» **STORED ROWS**:
** BEGIN **

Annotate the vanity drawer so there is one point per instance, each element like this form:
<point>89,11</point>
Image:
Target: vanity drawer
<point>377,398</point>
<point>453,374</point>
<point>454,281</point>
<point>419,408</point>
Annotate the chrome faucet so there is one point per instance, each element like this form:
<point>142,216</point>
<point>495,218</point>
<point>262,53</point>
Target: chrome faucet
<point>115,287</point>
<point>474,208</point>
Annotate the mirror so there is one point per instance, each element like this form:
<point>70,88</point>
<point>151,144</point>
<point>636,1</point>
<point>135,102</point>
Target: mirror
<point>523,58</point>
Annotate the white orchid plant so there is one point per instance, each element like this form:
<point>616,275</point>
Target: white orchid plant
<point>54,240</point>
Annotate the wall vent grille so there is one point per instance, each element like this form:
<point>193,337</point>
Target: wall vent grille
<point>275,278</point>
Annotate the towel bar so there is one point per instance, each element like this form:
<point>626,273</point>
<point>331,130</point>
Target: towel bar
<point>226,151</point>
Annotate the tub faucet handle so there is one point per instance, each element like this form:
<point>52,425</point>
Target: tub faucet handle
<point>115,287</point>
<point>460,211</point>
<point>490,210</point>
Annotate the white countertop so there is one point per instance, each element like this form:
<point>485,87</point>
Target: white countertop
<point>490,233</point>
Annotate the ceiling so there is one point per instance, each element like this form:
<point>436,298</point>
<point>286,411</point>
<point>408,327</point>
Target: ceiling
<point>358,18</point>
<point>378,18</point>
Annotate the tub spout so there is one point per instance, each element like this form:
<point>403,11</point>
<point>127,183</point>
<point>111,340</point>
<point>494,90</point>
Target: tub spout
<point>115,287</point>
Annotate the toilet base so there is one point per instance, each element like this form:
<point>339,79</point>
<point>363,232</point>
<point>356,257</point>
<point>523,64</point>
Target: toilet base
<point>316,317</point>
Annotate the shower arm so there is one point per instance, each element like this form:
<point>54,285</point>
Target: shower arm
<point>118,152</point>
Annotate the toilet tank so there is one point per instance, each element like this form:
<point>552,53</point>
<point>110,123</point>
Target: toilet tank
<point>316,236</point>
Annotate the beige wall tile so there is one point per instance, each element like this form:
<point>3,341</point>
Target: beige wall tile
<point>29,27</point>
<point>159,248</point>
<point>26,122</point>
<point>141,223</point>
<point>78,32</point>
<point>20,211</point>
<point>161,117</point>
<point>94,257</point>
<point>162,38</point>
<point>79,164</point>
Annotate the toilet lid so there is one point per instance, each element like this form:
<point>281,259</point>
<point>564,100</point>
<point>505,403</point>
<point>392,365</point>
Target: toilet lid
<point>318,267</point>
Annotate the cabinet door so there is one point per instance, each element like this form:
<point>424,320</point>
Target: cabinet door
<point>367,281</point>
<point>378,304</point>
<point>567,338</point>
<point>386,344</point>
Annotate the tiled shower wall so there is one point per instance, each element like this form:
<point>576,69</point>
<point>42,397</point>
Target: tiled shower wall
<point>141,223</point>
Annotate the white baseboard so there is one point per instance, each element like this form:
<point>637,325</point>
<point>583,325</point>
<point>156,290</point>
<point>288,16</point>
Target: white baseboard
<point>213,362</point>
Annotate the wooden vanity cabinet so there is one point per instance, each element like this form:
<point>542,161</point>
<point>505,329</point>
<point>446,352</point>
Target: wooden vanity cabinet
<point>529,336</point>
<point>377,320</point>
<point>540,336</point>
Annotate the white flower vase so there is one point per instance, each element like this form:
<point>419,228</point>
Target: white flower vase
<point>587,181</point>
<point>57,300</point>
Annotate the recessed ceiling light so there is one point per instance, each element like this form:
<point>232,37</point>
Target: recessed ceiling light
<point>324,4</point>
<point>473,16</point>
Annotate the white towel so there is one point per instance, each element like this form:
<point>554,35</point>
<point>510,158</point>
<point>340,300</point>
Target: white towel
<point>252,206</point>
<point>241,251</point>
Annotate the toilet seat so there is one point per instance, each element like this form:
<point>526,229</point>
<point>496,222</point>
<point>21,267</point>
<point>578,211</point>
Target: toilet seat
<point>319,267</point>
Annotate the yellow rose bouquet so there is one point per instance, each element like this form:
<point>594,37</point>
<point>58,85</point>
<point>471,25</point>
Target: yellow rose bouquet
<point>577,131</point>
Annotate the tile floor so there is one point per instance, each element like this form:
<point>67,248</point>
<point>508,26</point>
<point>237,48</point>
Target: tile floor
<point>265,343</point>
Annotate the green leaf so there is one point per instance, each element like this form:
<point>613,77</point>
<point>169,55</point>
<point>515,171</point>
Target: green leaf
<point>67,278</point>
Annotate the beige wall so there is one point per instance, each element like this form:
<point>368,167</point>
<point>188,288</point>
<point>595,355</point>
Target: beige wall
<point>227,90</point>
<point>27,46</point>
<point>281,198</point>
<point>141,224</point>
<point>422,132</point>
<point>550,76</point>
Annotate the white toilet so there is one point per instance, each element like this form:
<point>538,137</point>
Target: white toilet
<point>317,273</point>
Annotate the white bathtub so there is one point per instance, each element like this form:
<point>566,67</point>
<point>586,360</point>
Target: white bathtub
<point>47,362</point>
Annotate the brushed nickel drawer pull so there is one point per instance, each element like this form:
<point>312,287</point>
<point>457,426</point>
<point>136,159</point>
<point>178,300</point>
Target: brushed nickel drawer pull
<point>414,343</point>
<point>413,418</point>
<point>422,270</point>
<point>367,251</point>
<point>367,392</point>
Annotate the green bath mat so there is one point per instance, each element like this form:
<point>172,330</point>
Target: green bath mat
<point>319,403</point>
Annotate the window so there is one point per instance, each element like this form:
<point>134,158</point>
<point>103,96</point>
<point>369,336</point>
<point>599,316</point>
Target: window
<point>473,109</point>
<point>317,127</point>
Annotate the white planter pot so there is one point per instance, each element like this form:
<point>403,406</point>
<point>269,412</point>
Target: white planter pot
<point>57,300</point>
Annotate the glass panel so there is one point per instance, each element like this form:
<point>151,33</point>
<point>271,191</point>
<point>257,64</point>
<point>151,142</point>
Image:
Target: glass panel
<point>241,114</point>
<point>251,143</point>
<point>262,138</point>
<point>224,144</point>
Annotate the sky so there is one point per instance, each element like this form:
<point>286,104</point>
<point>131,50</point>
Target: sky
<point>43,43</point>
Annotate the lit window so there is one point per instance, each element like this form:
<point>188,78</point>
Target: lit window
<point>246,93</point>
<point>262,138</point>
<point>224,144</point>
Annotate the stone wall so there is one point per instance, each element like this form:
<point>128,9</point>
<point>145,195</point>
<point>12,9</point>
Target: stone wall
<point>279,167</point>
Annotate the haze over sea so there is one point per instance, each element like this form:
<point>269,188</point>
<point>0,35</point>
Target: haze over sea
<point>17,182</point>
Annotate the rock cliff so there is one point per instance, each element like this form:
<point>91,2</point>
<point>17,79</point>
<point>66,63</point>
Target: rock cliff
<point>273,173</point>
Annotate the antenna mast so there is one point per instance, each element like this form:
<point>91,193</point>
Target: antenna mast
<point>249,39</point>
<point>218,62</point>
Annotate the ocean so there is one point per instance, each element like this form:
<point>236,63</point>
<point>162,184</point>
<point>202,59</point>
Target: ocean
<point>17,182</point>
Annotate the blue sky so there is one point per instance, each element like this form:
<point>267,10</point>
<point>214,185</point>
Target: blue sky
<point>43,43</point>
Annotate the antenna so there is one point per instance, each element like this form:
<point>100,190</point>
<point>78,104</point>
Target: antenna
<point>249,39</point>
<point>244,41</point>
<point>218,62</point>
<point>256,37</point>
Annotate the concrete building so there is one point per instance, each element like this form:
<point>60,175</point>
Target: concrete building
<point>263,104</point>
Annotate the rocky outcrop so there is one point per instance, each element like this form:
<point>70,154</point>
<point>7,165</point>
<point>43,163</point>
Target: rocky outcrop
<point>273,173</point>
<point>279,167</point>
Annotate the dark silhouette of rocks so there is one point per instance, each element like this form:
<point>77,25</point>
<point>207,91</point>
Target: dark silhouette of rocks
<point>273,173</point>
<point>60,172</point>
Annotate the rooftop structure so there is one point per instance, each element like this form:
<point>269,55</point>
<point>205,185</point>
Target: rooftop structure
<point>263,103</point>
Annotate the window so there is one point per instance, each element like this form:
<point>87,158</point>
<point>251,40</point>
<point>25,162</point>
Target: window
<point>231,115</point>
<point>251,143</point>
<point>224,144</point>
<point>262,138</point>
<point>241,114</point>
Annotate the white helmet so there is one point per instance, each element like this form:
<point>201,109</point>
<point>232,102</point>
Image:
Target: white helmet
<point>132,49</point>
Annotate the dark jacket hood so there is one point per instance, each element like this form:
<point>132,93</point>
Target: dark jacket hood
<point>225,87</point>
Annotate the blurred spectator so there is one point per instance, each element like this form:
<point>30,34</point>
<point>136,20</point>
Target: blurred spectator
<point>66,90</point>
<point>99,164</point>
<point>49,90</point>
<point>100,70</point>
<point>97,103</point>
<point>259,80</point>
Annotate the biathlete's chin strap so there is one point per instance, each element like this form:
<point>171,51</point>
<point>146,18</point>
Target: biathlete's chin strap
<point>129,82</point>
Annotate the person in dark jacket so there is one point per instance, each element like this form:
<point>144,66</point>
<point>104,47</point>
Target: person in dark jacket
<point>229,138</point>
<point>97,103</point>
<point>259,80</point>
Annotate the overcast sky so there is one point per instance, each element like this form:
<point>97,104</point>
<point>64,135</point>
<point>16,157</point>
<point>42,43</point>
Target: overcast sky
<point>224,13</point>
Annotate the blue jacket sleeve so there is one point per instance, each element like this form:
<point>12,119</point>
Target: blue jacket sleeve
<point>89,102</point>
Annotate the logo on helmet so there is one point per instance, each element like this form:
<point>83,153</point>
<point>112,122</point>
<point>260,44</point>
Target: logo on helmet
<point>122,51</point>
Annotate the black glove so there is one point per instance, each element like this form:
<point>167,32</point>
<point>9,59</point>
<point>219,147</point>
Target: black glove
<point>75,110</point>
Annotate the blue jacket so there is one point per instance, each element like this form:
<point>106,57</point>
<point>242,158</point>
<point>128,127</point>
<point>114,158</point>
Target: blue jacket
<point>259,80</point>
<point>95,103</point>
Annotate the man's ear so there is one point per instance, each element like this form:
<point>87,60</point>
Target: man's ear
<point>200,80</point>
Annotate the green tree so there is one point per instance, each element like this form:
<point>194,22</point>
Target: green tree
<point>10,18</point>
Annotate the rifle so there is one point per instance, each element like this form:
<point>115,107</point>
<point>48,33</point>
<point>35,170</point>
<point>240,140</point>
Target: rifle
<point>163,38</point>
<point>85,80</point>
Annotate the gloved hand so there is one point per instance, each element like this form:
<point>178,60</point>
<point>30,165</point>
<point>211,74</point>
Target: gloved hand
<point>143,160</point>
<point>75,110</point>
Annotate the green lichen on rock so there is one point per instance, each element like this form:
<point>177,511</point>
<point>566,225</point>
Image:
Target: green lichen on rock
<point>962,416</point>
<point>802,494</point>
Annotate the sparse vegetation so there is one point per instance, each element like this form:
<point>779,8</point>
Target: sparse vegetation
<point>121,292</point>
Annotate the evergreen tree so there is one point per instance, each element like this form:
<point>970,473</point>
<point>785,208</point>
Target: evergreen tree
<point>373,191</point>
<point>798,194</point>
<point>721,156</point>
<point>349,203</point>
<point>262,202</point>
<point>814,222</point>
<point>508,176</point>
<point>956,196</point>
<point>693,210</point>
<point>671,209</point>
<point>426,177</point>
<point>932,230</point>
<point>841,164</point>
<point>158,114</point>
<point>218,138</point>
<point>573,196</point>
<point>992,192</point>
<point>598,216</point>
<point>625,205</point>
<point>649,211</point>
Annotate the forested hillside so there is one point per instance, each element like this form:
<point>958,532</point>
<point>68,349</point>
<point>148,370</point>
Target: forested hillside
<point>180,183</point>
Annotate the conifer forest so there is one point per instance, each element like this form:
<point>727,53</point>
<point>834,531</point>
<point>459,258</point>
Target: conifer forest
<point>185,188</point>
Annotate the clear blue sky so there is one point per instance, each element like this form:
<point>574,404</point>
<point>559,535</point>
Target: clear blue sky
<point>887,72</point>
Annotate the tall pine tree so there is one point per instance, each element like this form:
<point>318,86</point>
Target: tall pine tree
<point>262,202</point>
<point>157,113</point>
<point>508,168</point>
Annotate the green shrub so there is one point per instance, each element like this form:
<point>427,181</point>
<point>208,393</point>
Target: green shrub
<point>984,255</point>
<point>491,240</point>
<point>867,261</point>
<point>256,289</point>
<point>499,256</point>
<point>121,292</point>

** END **

» **TASK PROMPT**:
Could you write out the lines of the material from the line that has "Annotate the recessed" through the line that has "<point>473,16</point>", replacing "recessed ceiling light" with "ceiling spotlight" and changing nothing else?

» **WORKED SOLUTION**:
Annotate the ceiling spotlight so there is one point per instance, each element like this form:
<point>232,37</point>
Target: ceiling spotlight
<point>324,4</point>
<point>473,16</point>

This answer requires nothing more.